Qualcomm has been fussing around ML for a while with the Zeroth SDK and Snapdragon Neural Processing Engine. The NPE certainly works reasonably well on the Hexagon DSP that Qualcomm use. The Hexagon DSP is far from a very wide parallel platform and it has been confirmed by Yann LeCun that Qualcomm and Facebook are working together on a better way in Wired's "The Race To Build An AI Chip For Everything Just Got Real",
"And more recently, Qualcomm has started building chips specifically for executing neural networks, according to LeCun, who is familiar with Qualcomm's plans because Facebook is helping the chip maker develop technologies related to machine learning. Qualcomm vice president of technology Jeff Gehlhaar confirms the project. "We're very far along in our prototyping and development," he says."
Perhaps we'll see something soon beyond the Kryo CPU, Adreno GPU, Hexagon DSP, and Hexagon Vector Extensions. It is going to be hard to be a start-up in this space if you're competing against Qualcomm's machine learning.

Pezy-SC and Pezy-SC2

These are the 1024 core and 2048 core processors that Pezy develop. The Pezy-SC 1024 core chip powered the top 3 systems on the Green500 list of supercomputers back in 2015. The Pezy-SC2 is the follow up chip that is meant to be delivered by now, and I do see a talk in June about it, but details are scarce yet intriguing,
"PEZY-SC2 HPC Brick: 32 of PEZY-SC2 module card with 64GB DDR4 DIMM (2.1 PetaFLOPS (DP) in single tank with 6.4Tb/s"
It will be interesting to see what  2,048 MIMD MIPS Warrior 64-bit cores can do. In the June 2017 Green500 list, a Nvidia P100 system took the number one spot and there is a Pezy-SC2 system at number 7. So the chip seems alive but details are thin on the ground. Motoaki Saito is certainly worth watching.


Despite many promises, Kalray has not progressed their chip offering beyond the 256 core beast I covered back in 2015, "Kalray - new product meander." Kalray is advertising their product as suitable for embedded self-driving car applications though I can't see the product architecture being an ideal CNN platform in its current form. Kalray has a Kalray Neural Network (KaNN) software package and claims better efficiency than GPUs with up to 1 TFlop/s on chip.

Kalrays NN fortunes may improve with an imminent product refresh and just this month Kalray completed a new funding that raised $26M. The new Coolidge processor is due in mid-2018 with 80 or 160 cores along with 80 or 160 co-processors optimised for vision and deep learning.
=====
Continue the passage on machine learning chip makers, starting right after its final sentence.

STORED DATA:
=====
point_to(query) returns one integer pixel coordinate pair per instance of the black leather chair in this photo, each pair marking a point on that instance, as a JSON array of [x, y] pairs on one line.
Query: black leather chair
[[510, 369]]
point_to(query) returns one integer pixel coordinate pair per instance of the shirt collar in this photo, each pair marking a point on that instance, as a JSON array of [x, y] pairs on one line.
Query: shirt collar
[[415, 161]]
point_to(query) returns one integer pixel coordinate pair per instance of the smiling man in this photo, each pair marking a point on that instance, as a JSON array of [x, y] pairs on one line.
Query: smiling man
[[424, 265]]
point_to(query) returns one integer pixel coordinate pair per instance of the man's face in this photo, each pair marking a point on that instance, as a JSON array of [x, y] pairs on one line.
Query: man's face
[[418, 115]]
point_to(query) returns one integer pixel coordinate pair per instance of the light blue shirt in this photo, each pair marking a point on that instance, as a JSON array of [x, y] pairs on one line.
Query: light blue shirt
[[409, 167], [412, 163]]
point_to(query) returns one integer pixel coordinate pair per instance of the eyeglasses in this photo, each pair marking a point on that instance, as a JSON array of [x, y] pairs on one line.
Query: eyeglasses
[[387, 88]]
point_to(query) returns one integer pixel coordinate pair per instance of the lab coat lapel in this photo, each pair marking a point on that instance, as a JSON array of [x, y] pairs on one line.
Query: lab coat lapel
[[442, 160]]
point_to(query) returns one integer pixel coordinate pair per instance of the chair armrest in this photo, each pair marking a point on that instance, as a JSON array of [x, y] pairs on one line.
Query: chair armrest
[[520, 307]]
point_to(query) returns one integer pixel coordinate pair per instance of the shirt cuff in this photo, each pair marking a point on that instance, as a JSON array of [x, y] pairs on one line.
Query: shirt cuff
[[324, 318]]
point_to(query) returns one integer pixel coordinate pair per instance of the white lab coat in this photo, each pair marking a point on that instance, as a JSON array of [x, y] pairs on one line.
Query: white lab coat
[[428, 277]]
=====
RESULT FOR THIS EXERCISE:
This is quite a change in architecture from their >1000 core approach and I think it is most sensible.

IBM TrueNorth

TrueNorth is IBM's Neuromorphic CMOS ASIC developed in conjunction with the DARPA SyNAPSE program.
It is a manycore processor network on a chip design, with 4096 cores, each one simulating 256 programmable silicon "neurons" for a total of just over a million neurons. In turn, each neuron has 256 programmable "synapses" that convey the signals between them. Hence, the total number of programmable synapses is just over 268 million (228). In terms of basic building blocks, its transistor count is 5.4 billion. Since memory, computation, and communication are handled in each of the 4096 neurosynaptic cores, TrueNorth circumvents the von-Neumann-architecture bottlenecks and is very energy-efficient, consuming 70 milliwatts, about 1/10,000th the power density of conventional microprocessors. [Wikipedia]
Previously criticised for running spiking neural networks rather than being fit for deep learning, IBM developed a new algorithm for running CNNs on TrueNorth,
Instead of firing every cycle, the neurons in spiking neural networks must gradually build up their potential before they fire...Deep-learning experts have generally viewed spiking neural networks as inefficient—at least, compared with convolutional neural networks—for the purposes of deep learning. Yann LeCun, director of AI research at Facebook and a pioneer in deep learning, previously critiqued IBM’s TrueNorth chip because it primarily supports spiking neural networks... 
...the neuromorphic chips don't inspire as much excitement because the spiking neural networks they focus on are not so popular in deep learning.
To make the TrueNorth chip a good fit for deep learning, IBM had to develop a new algorithm that could enable convolutional neural networks to run well on its neuromorphic computing hardware. This combined approach achieved what IBM describes as “near state-of-the-art” classification accuracy on eight data sets involving vision and speech challenges. They saw between 65 percent and 97 percent accuracy in the best circumstances.
When just one TrueNorth chip was being used, it surpassed state-of-the-art accuracy on just one out of eight data sets. But IBM researchers were able to boost the hardware’s accuracy on the deep-learning challenges by using up to eight chips. That enabled TrueNorth to match or surpass state-of-the-art accuracy on three of the data sets.
The TrueNorth testing also managed to process between 1,200 and 2,600 video frames per second. That means a single TrueNorth chip could detect patterns in real time from between as many as 100 cameras at once..." [IEEE Spectrum]
Power efficiency is quite brilliant on TrueNorth and makes it very worthy of consideration.

Brainchip's Spiking Neuron Adaptive Processor (SNAP)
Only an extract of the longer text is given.